> _TASK STATEMENT_: Give back the lines beginning with the line that contains "Running a dermatology lesion detector. Mark the road" and running through the line that contains "[166,204,542,230]", switching "dermatology lesion detector" to "street scene detector" and keeping everything else the same.

· · · · · · ·

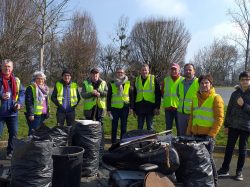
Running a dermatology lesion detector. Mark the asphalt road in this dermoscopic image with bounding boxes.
[214,154,250,187]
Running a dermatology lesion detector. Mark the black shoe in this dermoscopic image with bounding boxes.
[234,172,244,181]
[217,168,229,177]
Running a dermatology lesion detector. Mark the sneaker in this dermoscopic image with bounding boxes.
[235,172,244,181]
[6,153,12,160]
[217,168,229,177]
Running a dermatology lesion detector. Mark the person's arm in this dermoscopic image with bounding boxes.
[81,79,93,99]
[186,102,193,135]
[129,82,134,110]
[208,95,224,138]
[75,85,81,106]
[51,84,60,107]
[17,83,25,106]
[161,81,165,97]
[98,80,108,97]
[107,83,112,112]
[25,86,34,117]
[155,80,161,110]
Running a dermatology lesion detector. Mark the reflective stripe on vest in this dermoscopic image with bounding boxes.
[177,78,199,114]
[56,82,78,107]
[83,80,106,110]
[111,81,130,108]
[192,94,217,127]
[30,85,49,115]
[15,77,21,101]
[163,76,183,108]
[135,75,155,103]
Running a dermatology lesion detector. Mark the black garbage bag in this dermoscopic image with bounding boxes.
[172,137,214,187]
[11,138,53,187]
[31,125,71,147]
[72,120,102,177]
[103,140,179,174]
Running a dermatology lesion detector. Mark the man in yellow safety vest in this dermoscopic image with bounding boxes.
[107,68,133,144]
[134,64,161,130]
[51,69,81,126]
[177,64,199,136]
[161,63,183,130]
[187,74,224,186]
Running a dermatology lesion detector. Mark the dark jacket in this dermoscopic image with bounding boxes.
[25,86,49,117]
[107,81,134,111]
[224,87,250,132]
[133,75,161,115]
[51,80,81,112]
[0,78,25,117]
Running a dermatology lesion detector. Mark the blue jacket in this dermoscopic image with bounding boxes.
[0,77,25,117]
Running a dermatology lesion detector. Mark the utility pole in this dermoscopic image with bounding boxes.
[245,22,250,71]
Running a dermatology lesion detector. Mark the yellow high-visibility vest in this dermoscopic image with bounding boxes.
[177,78,199,114]
[163,76,183,108]
[15,77,21,101]
[192,94,217,127]
[30,84,49,115]
[56,81,78,107]
[135,75,155,103]
[111,81,130,108]
[83,80,106,110]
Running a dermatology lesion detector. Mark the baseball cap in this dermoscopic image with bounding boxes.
[90,68,100,73]
[170,63,180,69]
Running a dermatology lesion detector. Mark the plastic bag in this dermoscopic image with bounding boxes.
[72,120,102,177]
[172,137,214,187]
[11,139,53,187]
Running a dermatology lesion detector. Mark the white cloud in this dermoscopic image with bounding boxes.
[186,21,241,61]
[137,0,189,17]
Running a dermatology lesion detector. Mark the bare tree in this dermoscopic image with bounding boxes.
[228,0,250,70]
[191,39,238,85]
[98,45,119,79]
[31,0,69,71]
[129,18,191,81]
[0,0,36,83]
[60,12,98,83]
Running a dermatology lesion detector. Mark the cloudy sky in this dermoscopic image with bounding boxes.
[69,0,236,61]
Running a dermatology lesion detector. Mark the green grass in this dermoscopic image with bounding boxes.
[1,103,232,146]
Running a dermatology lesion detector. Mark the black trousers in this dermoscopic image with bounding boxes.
[222,128,250,172]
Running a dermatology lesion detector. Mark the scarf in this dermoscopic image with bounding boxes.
[33,83,49,102]
[114,76,128,95]
[0,73,17,100]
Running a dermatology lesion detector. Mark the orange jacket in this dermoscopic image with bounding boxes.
[187,88,224,138]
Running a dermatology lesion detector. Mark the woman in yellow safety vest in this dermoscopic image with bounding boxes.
[187,74,224,186]
[25,71,49,135]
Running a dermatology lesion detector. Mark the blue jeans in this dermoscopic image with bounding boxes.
[195,135,218,187]
[176,112,190,136]
[137,114,154,130]
[165,110,179,130]
[26,114,46,135]
[222,128,250,172]
[111,107,129,144]
[0,116,18,154]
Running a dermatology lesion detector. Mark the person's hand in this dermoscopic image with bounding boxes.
[128,108,133,115]
[29,116,35,121]
[92,90,100,97]
[14,103,21,111]
[133,110,137,118]
[2,92,10,100]
[154,108,160,116]
[237,97,244,107]
[224,128,228,135]
[58,105,66,112]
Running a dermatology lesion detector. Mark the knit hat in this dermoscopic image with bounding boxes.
[62,69,71,76]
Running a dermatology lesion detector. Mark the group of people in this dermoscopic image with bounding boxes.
[0,59,250,186]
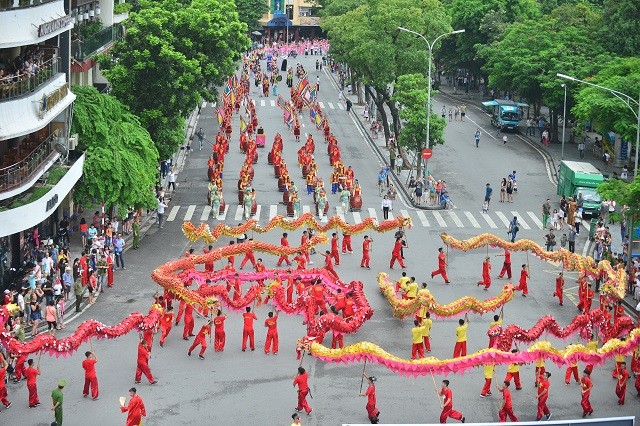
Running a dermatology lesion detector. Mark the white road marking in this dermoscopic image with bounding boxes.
[511,212,531,229]
[167,206,180,222]
[431,210,447,228]
[496,212,510,228]
[527,212,542,229]
[449,212,464,228]
[416,210,431,227]
[464,212,480,228]
[200,206,211,222]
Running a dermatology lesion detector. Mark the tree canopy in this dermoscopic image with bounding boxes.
[71,86,158,209]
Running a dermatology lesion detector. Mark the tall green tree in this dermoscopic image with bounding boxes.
[71,86,158,209]
[569,57,640,143]
[236,0,269,31]
[100,0,249,158]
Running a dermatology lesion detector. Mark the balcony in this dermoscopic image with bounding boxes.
[0,57,60,102]
[71,25,121,62]
[0,133,60,199]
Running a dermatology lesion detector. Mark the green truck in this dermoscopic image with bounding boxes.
[558,160,604,216]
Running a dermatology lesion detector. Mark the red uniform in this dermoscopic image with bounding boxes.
[264,316,278,355]
[189,324,211,356]
[498,250,511,279]
[82,358,98,399]
[213,315,227,352]
[182,304,195,340]
[580,377,593,416]
[278,237,291,266]
[135,343,155,383]
[160,312,173,346]
[389,240,405,269]
[440,388,462,423]
[24,367,40,407]
[242,312,258,351]
[431,253,449,283]
[360,240,371,268]
[293,371,311,414]
[120,395,147,426]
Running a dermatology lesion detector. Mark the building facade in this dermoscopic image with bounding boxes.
[0,0,84,287]
[260,0,324,42]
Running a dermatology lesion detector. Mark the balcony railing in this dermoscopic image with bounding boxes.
[0,133,56,192]
[0,56,60,102]
[71,25,121,62]
[0,0,59,12]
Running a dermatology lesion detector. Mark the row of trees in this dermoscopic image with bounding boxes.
[72,0,256,209]
[319,0,640,173]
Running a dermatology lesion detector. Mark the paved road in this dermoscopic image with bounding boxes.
[0,54,638,425]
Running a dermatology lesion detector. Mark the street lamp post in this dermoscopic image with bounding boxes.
[398,27,464,178]
[556,73,640,178]
[560,83,567,160]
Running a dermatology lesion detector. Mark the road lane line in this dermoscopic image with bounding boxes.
[416,210,431,228]
[527,212,542,229]
[431,210,447,228]
[167,206,180,222]
[464,212,480,228]
[511,212,531,229]
[200,206,211,222]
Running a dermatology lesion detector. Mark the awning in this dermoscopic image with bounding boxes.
[0,1,73,49]
[0,73,76,140]
[267,13,293,27]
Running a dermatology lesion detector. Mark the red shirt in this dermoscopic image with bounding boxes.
[502,388,513,409]
[293,371,309,391]
[82,358,98,379]
[242,312,258,330]
[24,367,40,385]
[264,317,278,334]
[213,315,227,333]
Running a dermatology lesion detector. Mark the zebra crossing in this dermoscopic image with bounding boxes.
[166,204,542,230]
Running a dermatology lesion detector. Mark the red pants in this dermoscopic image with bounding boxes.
[422,336,431,352]
[480,377,491,395]
[189,337,207,356]
[213,331,227,352]
[498,262,511,279]
[331,249,340,265]
[182,317,194,339]
[580,392,593,414]
[27,383,40,407]
[160,327,171,346]
[136,362,155,383]
[82,377,98,399]
[498,407,518,422]
[536,394,551,420]
[264,332,278,354]
[564,366,580,384]
[616,382,627,405]
[440,405,462,423]
[453,340,467,358]
[431,268,449,282]
[0,383,11,407]
[389,253,405,268]
[504,371,522,389]
[242,328,256,351]
[278,256,291,266]
[411,343,424,359]
[296,389,311,414]
[331,333,344,349]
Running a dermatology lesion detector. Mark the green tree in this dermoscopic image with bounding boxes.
[71,86,158,210]
[393,74,446,176]
[236,0,269,30]
[569,57,640,142]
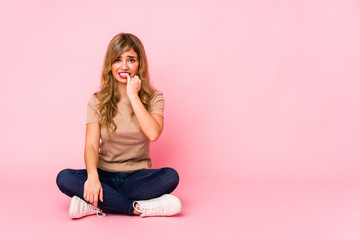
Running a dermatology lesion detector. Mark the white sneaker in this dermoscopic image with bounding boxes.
[69,196,106,218]
[133,194,182,217]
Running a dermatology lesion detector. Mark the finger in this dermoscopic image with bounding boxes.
[100,188,104,202]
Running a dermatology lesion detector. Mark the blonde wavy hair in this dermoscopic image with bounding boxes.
[94,33,154,132]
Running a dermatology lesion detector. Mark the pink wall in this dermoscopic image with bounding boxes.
[0,0,360,181]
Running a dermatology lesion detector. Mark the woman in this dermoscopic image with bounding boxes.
[56,33,182,218]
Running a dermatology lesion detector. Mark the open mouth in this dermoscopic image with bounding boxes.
[119,72,130,79]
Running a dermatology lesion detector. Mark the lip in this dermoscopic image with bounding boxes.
[118,72,130,79]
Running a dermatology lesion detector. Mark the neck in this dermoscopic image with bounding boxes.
[118,82,127,98]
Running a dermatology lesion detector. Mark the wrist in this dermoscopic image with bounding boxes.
[128,94,140,101]
[87,172,99,180]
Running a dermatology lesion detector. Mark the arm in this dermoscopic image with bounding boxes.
[126,76,164,141]
[83,123,103,207]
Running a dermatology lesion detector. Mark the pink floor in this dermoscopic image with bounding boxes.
[0,173,360,240]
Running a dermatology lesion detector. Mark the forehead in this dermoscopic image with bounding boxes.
[119,49,137,57]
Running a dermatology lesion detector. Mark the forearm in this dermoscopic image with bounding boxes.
[84,147,99,178]
[129,95,162,141]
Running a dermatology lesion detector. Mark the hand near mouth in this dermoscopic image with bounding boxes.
[126,75,141,98]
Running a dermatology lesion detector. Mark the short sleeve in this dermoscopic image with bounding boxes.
[86,95,100,124]
[150,90,164,116]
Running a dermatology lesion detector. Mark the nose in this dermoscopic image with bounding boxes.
[120,61,129,70]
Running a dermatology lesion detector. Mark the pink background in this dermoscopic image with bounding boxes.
[0,0,360,239]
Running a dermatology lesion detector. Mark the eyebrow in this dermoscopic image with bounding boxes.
[117,56,136,58]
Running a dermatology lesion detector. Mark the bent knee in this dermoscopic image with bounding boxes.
[161,167,180,191]
[56,169,72,189]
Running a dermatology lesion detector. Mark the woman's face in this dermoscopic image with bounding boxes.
[111,49,139,83]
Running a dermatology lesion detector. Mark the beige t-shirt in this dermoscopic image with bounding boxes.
[86,90,164,172]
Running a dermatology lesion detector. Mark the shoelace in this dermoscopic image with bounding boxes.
[84,204,106,217]
[133,202,164,216]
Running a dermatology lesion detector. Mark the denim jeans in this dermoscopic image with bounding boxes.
[56,168,179,215]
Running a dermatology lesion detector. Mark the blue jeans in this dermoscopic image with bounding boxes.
[56,168,179,215]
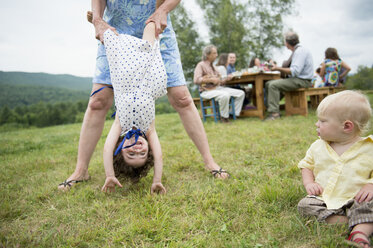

· · · · · · ·

> _SOLUTION FOR THIS TASK_:
Running a street scene detector. Mark the road lane line in this dermoscopic image with bounding boxes.
[416,210,431,228]
[527,212,542,229]
[431,210,447,228]
[167,206,180,222]
[464,212,480,228]
[511,212,531,229]
[200,206,211,222]
Running a street scene detector. Mark the awning in this dermoscopic image with bounding boxes.
[0,1,73,49]
[0,73,76,140]
[267,13,293,27]
Running a street scene detector. Mark the red shirt in this dermoscopic image with bounding boxes.
[502,388,513,409]
[293,371,309,391]
[82,358,98,379]
[242,312,258,330]
[24,367,40,385]
[264,317,278,334]
[213,315,227,333]
Running a street scene detector. Mark the zebra crossing in this dermoscopic image with bounding boxes.
[166,204,542,230]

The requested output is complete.